ECCB 2002 Poster sorted by: Author | Number

Next | Previous poster (in order of the view you have selected)

Title: Towards a Pattern-Based "Composite Homology Analysis and SEarch" (CHASE) Tool
P6
Alam, Intikhab; Dress, Andreas; Fuellen, Georg

intikhab@techfak.uni-bielefeld.de, dress@mathematik.uni-bielefeld.de, fuellen@uni-muenster.de
International Graduate School in Bioinformatics and Genome Research, University of Bielefeld, Bielefeld, Germany

Relationships among protein sequences can be revealed by the occurrence of particular clusters of residues, which are variously known as patterns, motifs, signatures or fingerprints [1]. Such clusters can be very simple and useful tools in helping to identify new members of protein families and in trying to understand the relationship between sequence, structure and function [2]. Efforts have been made to organize such important information into libraries of motifs (e.g. PROSITE [3], BLOCKS [4], and ProDom [5]), and more recently into more sophisticated mathematical models of protein families based on hidden Markov models [6, 7]. Several motif based homology search methods like Phi-Blast and HMMsearch enable the search for members of a protein family. However, it is difficult to decide which method should be used if one wants to find as many true members of a protein family as possible. Every homology search method gives different results, and manual analyses are difficult. To automate database searching, we develop a tool called CHASE (Composite Homology Analysis and SEarch). This tool is currently based on homology searching in Swissprot, using information from Pfam [8], Prosite and CDD [9] (Conserved Domain Database). It performs database searches by applying Hidden Markov Models, PHI-Blast and Vmatch (a pattern matching method like Agrep [10], with E-values [11]). It analyses the results of these homology search methods on the basis of E-values. It then compares those results with expert knowledge (derived from Prosite or Swissprot Keywords). At the end CHASE produces a ranking of hits, dependent on the E-values of a qualified majority of methods. Soon CHASE will be available on the web for general protein family based data searching and easy sequence retrieval.
[1] Bairoch, A., P. Bucher, and K. Hofmann. 1997. The PROSITE database, its status in 1997. Nucleic Acids Res. 25:217-221.
[2] Jonassen I, Collins J F, Higgins D G (1995) Finding flexible patterns in unaligned protein sequences. Protein Science 4, 1587-1595.

• • •

• Exercise requirements:
**a)** Set down the stretch of the poster abstract from "[1] Bairoch, A., P." through "Science 4, 1587-1595.", word for word.
**b)** Answer these questions from the poster abstract:
(i) At which university is the International Graduate School in Bioinformatics and Genome Research located?
(ii) Which three methods does CHASE apply when performing database searches?
(iii) In which journal was the paper by Jonassen, Collins and Higgins published?

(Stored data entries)
• • •

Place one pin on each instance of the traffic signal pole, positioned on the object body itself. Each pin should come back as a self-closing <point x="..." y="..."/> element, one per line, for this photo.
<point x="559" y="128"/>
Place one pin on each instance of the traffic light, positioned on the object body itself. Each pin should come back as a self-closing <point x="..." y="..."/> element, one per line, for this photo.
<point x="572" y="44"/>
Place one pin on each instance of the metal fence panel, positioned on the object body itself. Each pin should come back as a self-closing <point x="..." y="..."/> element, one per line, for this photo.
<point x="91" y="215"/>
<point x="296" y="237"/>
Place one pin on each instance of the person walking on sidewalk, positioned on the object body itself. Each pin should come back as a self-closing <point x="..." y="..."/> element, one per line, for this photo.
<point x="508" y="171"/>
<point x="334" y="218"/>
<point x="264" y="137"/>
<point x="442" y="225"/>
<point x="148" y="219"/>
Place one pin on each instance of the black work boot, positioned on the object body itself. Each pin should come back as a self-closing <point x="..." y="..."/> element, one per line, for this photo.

• • •

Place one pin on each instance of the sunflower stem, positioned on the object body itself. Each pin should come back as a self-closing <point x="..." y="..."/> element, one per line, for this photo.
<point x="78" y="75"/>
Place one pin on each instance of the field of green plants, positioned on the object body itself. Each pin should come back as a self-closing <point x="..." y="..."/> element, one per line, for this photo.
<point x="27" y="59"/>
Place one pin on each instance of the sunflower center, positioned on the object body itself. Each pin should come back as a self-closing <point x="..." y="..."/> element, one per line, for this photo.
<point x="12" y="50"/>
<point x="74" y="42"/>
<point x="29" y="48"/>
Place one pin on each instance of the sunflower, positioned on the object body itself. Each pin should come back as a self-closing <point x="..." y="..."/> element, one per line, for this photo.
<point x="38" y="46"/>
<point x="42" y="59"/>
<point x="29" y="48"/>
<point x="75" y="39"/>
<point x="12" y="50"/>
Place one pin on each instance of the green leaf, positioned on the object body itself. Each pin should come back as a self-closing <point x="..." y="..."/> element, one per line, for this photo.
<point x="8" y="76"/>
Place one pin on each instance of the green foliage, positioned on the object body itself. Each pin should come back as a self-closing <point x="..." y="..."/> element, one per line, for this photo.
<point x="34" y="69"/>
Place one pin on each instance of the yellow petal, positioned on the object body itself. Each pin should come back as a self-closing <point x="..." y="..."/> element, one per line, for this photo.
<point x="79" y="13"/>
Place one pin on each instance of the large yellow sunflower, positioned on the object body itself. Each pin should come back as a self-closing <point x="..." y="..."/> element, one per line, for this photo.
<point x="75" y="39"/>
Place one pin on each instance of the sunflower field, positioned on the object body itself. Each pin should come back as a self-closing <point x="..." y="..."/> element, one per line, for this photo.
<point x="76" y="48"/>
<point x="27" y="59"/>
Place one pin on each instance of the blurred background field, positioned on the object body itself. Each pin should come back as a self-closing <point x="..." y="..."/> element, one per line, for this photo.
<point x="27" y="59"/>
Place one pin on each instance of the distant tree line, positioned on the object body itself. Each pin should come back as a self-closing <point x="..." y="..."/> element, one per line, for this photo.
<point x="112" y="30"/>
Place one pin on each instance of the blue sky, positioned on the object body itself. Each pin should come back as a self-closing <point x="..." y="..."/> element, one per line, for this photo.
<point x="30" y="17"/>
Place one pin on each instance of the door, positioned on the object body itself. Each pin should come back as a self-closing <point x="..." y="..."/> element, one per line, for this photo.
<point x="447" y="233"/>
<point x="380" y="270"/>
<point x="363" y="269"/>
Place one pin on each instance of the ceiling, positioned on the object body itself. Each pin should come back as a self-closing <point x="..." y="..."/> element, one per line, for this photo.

• • •

• Expected results:
**a)**
[1] Bairoch, A., P. Bucher, and K. Hofmann. 1997. The PROSITE database, its status in 1997. Nucleic Acids Res. 25:217-221.
[2] Jonassen I, Collins J F, Higgins D G (1995) Finding flexible patterns in unaligned protein sequences. Protein Science 4, 1587-1595.

**b)**
(i) The University of Bielefeld
(ii) Hidden Markov Models, PHI-Blast and Vmatch
(iii) Protein Science